[Dataset excerpts on object pointing]
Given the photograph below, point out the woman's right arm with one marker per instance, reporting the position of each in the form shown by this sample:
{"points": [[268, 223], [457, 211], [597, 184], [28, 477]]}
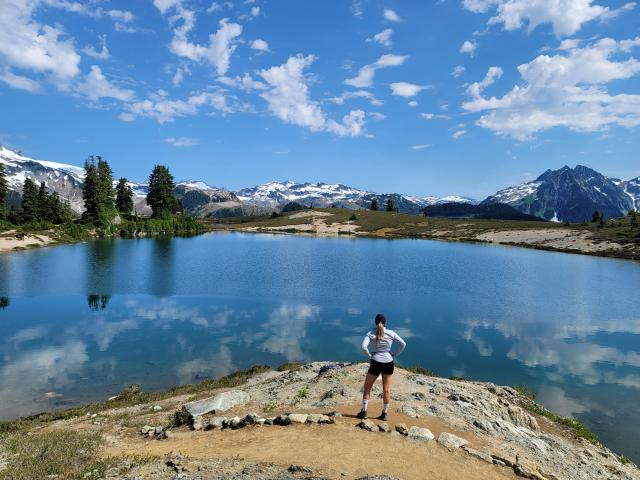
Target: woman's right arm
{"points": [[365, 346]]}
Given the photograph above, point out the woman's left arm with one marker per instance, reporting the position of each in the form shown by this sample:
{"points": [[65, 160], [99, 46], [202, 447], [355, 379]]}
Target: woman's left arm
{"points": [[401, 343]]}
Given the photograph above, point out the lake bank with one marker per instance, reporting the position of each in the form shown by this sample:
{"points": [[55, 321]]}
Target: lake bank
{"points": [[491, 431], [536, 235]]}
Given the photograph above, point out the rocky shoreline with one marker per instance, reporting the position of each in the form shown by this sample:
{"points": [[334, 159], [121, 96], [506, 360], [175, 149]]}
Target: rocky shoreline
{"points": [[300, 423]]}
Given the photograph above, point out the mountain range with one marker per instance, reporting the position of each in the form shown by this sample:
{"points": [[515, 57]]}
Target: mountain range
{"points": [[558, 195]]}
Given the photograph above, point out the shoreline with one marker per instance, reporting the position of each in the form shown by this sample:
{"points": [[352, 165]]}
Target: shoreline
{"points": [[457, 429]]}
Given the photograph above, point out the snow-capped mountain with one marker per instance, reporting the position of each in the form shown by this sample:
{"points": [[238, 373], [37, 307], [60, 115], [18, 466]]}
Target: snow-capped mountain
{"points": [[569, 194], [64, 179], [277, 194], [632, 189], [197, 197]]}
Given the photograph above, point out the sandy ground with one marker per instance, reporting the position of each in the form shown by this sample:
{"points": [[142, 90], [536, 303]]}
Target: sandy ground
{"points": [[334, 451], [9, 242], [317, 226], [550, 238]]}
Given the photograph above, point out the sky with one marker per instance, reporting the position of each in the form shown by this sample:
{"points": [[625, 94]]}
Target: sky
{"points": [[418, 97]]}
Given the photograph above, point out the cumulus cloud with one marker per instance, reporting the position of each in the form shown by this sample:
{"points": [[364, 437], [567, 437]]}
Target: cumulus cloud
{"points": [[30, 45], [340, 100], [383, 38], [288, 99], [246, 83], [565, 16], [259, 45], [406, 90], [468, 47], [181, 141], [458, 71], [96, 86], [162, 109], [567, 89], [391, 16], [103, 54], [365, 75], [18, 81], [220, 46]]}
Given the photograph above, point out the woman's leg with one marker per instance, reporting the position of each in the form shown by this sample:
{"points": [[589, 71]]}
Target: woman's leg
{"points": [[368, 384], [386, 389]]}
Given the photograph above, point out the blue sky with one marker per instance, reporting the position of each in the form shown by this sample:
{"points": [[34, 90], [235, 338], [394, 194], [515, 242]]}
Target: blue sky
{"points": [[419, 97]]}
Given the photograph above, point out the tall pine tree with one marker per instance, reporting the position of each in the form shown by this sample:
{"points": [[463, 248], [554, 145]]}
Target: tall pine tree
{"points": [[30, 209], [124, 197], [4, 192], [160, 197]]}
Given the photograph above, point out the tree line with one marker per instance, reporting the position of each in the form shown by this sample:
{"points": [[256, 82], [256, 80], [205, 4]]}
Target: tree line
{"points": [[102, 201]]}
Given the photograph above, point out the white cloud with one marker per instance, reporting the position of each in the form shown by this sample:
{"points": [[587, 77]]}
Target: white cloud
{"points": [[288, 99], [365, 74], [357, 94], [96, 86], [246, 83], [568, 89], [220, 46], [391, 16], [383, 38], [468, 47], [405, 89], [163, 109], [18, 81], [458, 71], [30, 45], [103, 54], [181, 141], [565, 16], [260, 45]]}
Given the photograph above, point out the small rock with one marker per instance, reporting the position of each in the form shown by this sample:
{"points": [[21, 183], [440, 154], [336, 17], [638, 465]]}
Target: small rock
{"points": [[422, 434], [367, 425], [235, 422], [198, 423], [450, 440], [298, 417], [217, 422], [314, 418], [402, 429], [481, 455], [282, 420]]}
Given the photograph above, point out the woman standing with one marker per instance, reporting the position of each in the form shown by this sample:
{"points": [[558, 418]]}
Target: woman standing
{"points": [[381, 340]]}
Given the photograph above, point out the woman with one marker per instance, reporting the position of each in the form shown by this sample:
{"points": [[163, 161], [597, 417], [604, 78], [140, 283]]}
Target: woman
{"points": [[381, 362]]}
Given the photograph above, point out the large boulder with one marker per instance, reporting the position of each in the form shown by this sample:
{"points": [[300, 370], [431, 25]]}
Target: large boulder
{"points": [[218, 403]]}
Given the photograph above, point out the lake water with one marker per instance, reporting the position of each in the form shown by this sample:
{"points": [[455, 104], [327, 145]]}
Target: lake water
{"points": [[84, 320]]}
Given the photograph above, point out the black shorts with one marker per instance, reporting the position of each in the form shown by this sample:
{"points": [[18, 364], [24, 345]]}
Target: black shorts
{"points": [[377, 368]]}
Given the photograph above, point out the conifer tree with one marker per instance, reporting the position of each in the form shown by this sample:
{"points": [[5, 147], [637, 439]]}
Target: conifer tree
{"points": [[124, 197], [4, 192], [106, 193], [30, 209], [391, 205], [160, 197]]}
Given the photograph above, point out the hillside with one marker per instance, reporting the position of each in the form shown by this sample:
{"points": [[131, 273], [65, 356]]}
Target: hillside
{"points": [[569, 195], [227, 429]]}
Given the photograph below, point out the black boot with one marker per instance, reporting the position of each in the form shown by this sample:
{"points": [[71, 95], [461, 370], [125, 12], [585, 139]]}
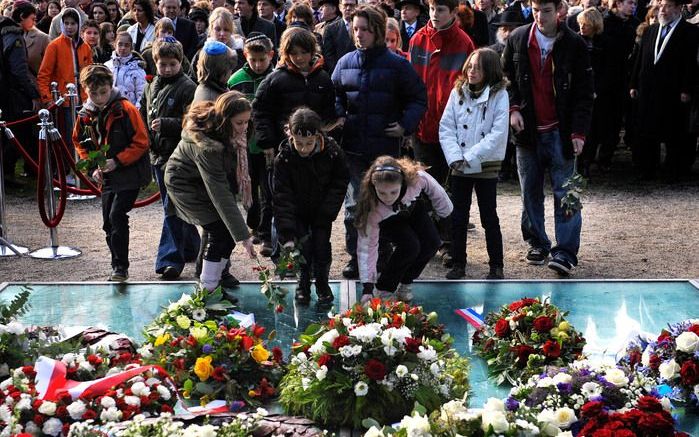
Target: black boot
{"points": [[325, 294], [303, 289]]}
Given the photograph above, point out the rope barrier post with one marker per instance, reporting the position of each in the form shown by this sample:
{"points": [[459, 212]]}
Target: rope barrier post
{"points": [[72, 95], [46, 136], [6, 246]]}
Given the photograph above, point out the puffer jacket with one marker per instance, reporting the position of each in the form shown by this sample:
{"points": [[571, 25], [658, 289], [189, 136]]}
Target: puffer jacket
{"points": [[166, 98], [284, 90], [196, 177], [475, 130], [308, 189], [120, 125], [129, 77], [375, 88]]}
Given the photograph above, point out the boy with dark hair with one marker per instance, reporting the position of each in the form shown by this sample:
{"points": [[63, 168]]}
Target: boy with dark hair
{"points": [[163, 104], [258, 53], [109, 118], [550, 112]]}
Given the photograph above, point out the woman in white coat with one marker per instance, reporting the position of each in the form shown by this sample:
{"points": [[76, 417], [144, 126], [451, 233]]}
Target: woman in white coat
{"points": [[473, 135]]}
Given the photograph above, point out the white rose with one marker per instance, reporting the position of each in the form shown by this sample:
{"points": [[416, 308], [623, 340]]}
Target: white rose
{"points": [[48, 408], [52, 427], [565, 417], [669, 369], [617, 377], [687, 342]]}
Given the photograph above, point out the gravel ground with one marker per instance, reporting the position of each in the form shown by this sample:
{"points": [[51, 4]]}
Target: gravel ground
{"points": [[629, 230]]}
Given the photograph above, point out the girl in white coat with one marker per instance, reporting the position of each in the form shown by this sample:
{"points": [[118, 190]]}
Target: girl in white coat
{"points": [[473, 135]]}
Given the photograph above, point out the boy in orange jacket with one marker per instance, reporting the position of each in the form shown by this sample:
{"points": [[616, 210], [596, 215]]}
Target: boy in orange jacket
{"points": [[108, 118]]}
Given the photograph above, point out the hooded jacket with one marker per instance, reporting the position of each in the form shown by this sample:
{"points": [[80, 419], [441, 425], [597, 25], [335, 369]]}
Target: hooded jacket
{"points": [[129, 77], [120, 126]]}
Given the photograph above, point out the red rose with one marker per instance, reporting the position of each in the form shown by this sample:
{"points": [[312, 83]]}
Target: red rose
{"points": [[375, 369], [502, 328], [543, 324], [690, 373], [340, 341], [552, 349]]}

Problem description: The records above are to be quoted exactly, with all pictures left out.

Written solution:
Given the photograph below, point out the woman's right arm with one marker per instance, reporting the position of each in the form shown by this sample:
{"points": [[268, 223], [457, 211], [597, 184], [28, 477]]}
Target: woman's right arm
{"points": [[365, 346]]}
Given the photograph above, point out the woman's left arm with one marker per instance, reporting the position of each in the form shown by this sample:
{"points": [[65, 160], [99, 46], [202, 447], [355, 379]]}
Target: woman's left arm
{"points": [[401, 343]]}
Given the photograph above, point out the lake bank with one marker per instance, reporting the position of each in the form shown by this sample:
{"points": [[55, 321]]}
Target: lake bank
{"points": [[491, 431], [536, 235]]}
Given the photograph above, point out the rocky shoreline with one marker per instance, reporting the position of each in the form shown by this sample:
{"points": [[334, 159], [121, 96], [506, 360], [175, 149]]}
Target: rocky shoreline
{"points": [[300, 423]]}
Given the photograph above, point out the mountain range with one marker per instance, reporting the position of each in the form shown by this sample:
{"points": [[515, 57]]}
Target: mountain range
{"points": [[558, 195]]}
Given the photograph above, point out the shoreline with one marker per instance, reporting the position of each in the form shown by this sample:
{"points": [[352, 165]]}
Target: shoreline
{"points": [[457, 429]]}
Given the photograph above, point out the snow-capped mountain with one marker per instance, reporting the position of each in the form shown by this sample:
{"points": [[238, 373], [37, 307], [60, 115], [18, 466]]}
Target: snow-capped mountain
{"points": [[569, 194], [64, 179], [277, 194], [632, 189], [197, 197]]}
Given the photograph above, point out the sandy ground with one marker per instance, reporting the position of each in the form shown by this sample:
{"points": [[142, 90], [536, 303]]}
Target: sandy ground
{"points": [[334, 451], [9, 242], [317, 226], [550, 238]]}
Given the photograph above, point out the sky with one marker per instance, reporting the position of each in the form shown by this sample:
{"points": [[625, 94]]}
Target: sky
{"points": [[418, 97]]}
Given the photograph above, point out the cumulus cloud with one marker per instance, reporting the position of each in the form shown by this sample:
{"points": [[364, 437], [567, 437]]}
Target: cumulus cloud
{"points": [[30, 45], [340, 100], [383, 38], [288, 99], [246, 83], [565, 16], [259, 45], [406, 90], [468, 47], [181, 141], [458, 71], [96, 86], [162, 109], [567, 89], [391, 16], [103, 54], [365, 75], [18, 81], [220, 46]]}
Given the photograph above, point out the woman's leg with one marker per instance, reporting the position of each in the form shown by this sample:
{"points": [[589, 71]]}
Target: woman's leg
{"points": [[368, 384], [386, 389]]}
Given the photograph above, point out the blue sky with one marker per instance, reporting the position of each in the form shown by this sample:
{"points": [[34, 90], [235, 338], [394, 194], [515, 242]]}
Target: blue sky
{"points": [[419, 97]]}
Given the photograph above, point out the tall pine tree with one marker per instance, reporting the position of each in the form shown by this sample:
{"points": [[463, 248], [554, 145]]}
Target: tall pine tree
{"points": [[30, 209], [124, 197], [4, 192], [160, 197]]}
Given the photograph above, point out the tree line with one marker per instance, reporting the position of each in the form shown by this sample:
{"points": [[256, 82], [256, 80], [205, 4]]}
Target: tree line
{"points": [[102, 201]]}
Given the photograph above, point out the white cloud with one marker per instance, reporting the position of each in the form shown by this sample:
{"points": [[587, 77]]}
Target: white cloud
{"points": [[288, 99], [365, 74], [357, 94], [96, 86], [246, 83], [568, 89], [220, 46], [391, 16], [383, 38], [468, 47], [405, 89], [163, 109], [18, 81], [458, 71], [30, 45], [103, 54], [181, 141], [565, 16], [260, 45]]}
Given the photograph above, point out the small rock with one marker per instance, reporting the position of each in the form shown by this sample:
{"points": [[21, 183], [440, 154], [336, 17], [638, 465]]}
Target: small rock
{"points": [[422, 434], [367, 425], [235, 422], [198, 423], [450, 440], [298, 417], [217, 422], [314, 418], [402, 429], [481, 455], [282, 420]]}
Given the photograph above, point out the woman standing with one marker per instance, reporting the position of each in the form shown by this sample:
{"points": [[558, 418]]}
Target: woman standing
{"points": [[381, 340]]}
Given the photograph above, point out the woman with one marker per instance, reporting the position of each in the form shown by this sample:
{"points": [[163, 161], [597, 417], [604, 78], [140, 283]]}
Target: woman
{"points": [[381, 362]]}
Given the photograph above, point out the large boulder with one marker per instance, reporting the position of each in the form shown by this sample:
{"points": [[300, 370], [431, 25]]}
Target: large boulder
{"points": [[218, 403]]}
Given the photograph above, point out the lake water with one marker per instance, reporting the position of each in the form shown by this sample:
{"points": [[455, 104], [327, 145]]}
Target: lake water
{"points": [[84, 320]]}
Given the photograph above, point out the black shorts with one marker per instance, reporting the position of each in the form shown by this sample:
{"points": [[18, 364], [24, 345]]}
Target: black shorts
{"points": [[377, 368]]}
Given the photograph above, point out the conifer tree with one marker per instance, reporting the position of each in the form shown by this sample:
{"points": [[5, 147], [637, 439]]}
Target: conifer tree
{"points": [[124, 197], [4, 192], [106, 193], [30, 209], [391, 205], [160, 197]]}
Given the photograph above, point out the hillside with one marker per instance, reporting the position of each in the form shown by this sample:
{"points": [[131, 273], [65, 356]]}
Target: hillside
{"points": [[569, 195], [227, 429]]}
Given the photograph below, point out the black boot with one marker per instance, reporting the position of each in the form shown by this sample:
{"points": [[71, 95], [461, 370], [125, 12], [585, 139]]}
Target: black boot
{"points": [[325, 294], [303, 289]]}
Given the photograph above, point out the rope barrier post with one marker per instance, reporting the position of each in the form shown by this sample:
{"points": [[459, 212]]}
Target: rope barrier post
{"points": [[72, 95], [46, 136], [6, 246]]}
Given the photograph above, point out the puffer jacket with one marker per instance, reporting the position of each in the form shown by this sample:
{"points": [[571, 25], [658, 289], [189, 136]]}
Target: puffer jacket
{"points": [[166, 98], [284, 90], [196, 177], [475, 130], [308, 189], [120, 125], [129, 77], [375, 88]]}
Given the photograph above, point out the boy with dark hair with one marker per instance, reporting the position of each in the form shown by this sample:
{"points": [[63, 168]]}
Target: boy with dark hair
{"points": [[163, 104], [258, 53], [109, 118], [550, 112]]}
Given the photograph above, point out the woman in white coat with one marker per instance, reporting the position of each in the form shown by this sample:
{"points": [[76, 417], [144, 126], [451, 233]]}
Target: woman in white coat
{"points": [[473, 135]]}
Given the photograph above, point out the white rose with one marker per instance, reporting the position of each in the form shown by this sample:
{"points": [[416, 308], [623, 340]]}
Target: white rose
{"points": [[48, 408], [52, 427], [565, 417], [669, 369], [617, 377], [687, 342]]}
Given the photograph above, point out the gravel ground with one marker per instance, reporting the position of each in the form shown by this sample:
{"points": [[51, 4]]}
Target: gravel ground
{"points": [[629, 230]]}
Given the photograph above, point out the girl in white coat with one marker per instance, reporting the position of each in the form shown by this sample:
{"points": [[118, 190]]}
Target: girl in white coat
{"points": [[473, 135]]}
Given the photograph above, point out the boy in orange jacket with one marker per instance, reporting the position of each in the form shown by this sample:
{"points": [[616, 210], [596, 215]]}
Target: boy in orange jacket
{"points": [[108, 118]]}
Given the photograph above, point out the hooded jacket with one marker per instance, reporting the position of each in the form shown by this sample:
{"points": [[80, 419], [441, 425], [597, 25], [335, 369]]}
Target: hooded jacket
{"points": [[129, 77], [120, 126]]}
Given the photograph above, point out the red rose with one marker per instance, reporting the position of each in the form shown by this sample:
{"points": [[312, 83]]}
Target: red rose
{"points": [[375, 369], [502, 328], [543, 324], [690, 373], [340, 341], [552, 349]]}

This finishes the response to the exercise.